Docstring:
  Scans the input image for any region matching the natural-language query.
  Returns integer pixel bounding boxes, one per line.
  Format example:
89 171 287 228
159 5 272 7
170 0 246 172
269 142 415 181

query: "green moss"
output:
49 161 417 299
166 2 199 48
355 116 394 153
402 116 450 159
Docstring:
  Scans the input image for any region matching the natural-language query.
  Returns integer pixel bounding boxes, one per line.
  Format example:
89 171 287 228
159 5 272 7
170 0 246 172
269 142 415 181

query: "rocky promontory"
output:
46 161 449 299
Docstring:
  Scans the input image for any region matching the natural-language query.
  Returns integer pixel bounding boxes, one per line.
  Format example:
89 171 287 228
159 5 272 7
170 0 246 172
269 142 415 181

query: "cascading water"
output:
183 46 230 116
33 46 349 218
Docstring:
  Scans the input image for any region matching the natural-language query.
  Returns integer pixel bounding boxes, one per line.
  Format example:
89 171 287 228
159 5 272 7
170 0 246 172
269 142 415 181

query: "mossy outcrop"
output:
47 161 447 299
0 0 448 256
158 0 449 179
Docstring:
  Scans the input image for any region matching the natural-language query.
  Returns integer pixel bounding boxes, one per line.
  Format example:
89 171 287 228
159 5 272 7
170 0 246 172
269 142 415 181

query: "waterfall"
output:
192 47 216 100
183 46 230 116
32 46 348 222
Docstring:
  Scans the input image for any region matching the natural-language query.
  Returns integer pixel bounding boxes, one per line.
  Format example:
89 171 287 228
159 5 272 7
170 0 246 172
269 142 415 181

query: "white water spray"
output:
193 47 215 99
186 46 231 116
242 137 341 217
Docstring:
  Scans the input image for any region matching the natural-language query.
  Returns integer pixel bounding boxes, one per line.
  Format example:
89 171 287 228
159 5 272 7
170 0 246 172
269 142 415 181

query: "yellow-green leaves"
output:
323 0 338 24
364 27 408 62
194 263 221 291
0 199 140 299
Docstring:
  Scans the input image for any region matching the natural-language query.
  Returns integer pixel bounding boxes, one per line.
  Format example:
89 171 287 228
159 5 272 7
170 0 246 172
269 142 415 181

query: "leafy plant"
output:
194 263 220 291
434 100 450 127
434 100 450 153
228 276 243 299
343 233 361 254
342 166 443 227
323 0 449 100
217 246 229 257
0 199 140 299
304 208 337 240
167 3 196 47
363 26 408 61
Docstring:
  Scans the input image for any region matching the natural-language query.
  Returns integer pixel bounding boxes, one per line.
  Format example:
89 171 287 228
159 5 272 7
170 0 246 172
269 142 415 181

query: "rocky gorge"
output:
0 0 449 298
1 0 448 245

※ ※ ※

Sift the material for lines that include the word "green", and copy each one.

query: "green moss"
query: "yellow-green leaves"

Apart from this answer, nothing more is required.